(Records excerpted from a collection)

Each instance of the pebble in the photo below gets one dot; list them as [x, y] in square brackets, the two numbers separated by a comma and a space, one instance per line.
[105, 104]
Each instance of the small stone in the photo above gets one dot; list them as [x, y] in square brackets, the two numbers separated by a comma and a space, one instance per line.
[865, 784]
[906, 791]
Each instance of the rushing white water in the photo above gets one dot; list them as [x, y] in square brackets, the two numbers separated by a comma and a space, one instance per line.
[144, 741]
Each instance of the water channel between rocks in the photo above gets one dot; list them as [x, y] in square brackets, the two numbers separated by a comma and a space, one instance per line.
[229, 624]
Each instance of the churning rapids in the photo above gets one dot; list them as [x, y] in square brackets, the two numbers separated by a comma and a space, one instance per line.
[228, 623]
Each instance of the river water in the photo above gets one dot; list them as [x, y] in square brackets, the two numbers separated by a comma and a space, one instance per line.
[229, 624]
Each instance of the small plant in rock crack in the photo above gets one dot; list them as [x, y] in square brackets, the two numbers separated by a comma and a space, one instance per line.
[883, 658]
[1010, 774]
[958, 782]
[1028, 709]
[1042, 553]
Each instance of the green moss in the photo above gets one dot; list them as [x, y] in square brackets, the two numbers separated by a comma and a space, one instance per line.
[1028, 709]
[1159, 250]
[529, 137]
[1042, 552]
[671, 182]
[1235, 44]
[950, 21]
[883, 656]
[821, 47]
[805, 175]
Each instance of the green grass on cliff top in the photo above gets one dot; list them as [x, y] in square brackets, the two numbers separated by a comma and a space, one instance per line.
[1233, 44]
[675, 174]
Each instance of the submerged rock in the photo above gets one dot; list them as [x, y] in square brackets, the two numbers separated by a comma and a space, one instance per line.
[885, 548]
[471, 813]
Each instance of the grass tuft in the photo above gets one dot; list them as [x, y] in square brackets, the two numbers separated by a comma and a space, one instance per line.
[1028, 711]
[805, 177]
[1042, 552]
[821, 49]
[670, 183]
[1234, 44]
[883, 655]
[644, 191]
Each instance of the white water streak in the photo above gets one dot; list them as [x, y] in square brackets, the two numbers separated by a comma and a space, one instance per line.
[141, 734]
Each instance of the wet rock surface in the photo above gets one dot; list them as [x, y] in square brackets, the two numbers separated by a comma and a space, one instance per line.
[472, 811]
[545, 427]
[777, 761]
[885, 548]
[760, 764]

## What the task requires
Copy the entire listing above line for line, leaving every character unchanged.

## Solution to this exercise
Each instance of the pebble in the photo below gets one dot; list them as [x, y] in square brackets, the two numbers separated by a comma and a space, one instance per line.
[105, 104]
Each instance of the small stone in the photo above gets one dot; list them as [x, y] in square brackets, the two numbers separated by a comma and a space, one instance per line.
[865, 784]
[906, 791]
Each instance of the rushing white water in the photo above gets one dot; list them as [x, y] in square brackets, the two numbers separated by a comma and a space, one instance per line.
[144, 741]
Each instance of the water channel between rocks in the photo above gets one dot; list them as [x, y] in square brackets, the two numbers separated by a comma and a space, one instance per line.
[229, 624]
Each instance of the churning rapids in the photo above gets one dot; list them as [x, y] in square brackets, the two numbers separated by a comma and a space, one instance per line.
[228, 623]
Each instance of the river water in the photo above gets one dot; list them as [x, y] in square brackets, the two numbers separated by a comma and a space, one instance per line.
[229, 624]
Each instance of the small plant in rock crack in the photo above gets one dot; list them as [x, y] in square brackets, the two numbers separated by a comma and a space, one instance per line.
[883, 658]
[1010, 774]
[958, 782]
[1028, 709]
[1042, 553]
Each instance of the green moss in the photo above gets one dot; list them as [x, y] in square brackets, the two numbers separated by a comma and a space, one instance per line.
[1028, 709]
[1159, 250]
[529, 137]
[1042, 552]
[671, 182]
[1235, 44]
[950, 21]
[883, 656]
[821, 47]
[805, 175]
Each instance of the green grass on cliff top in the photo above gets one dot; list them as [x, y] in square brackets, the two numbers separated by a comma and a space, one instance per line.
[1233, 44]
[675, 174]
Each instance of the submerged rock in the photo above gets one dot; list them as [x, y] in square brackets, the two numbers separated by a comma and a space, one instance per line.
[885, 548]
[471, 813]
Each instance of the grass tuft in the photo above gets one dot; list them as [x, y] in square brackets, the two numbers separated by a comma and a space, one instance per line.
[1028, 711]
[805, 177]
[1042, 552]
[821, 49]
[670, 183]
[1234, 44]
[883, 655]
[644, 191]
Each instance of the white water streak in the photo above gets one dot; list them as [x, y] in square brackets, the two numbers separated by a comma and a space, one instance per line.
[141, 734]
Each instance of the wet rock surface in the photo above gets one dot; list them as [x, y] in square brackets, the two numbers separated by a comma and a space, one instance per line.
[472, 811]
[545, 427]
[777, 761]
[885, 548]
[760, 764]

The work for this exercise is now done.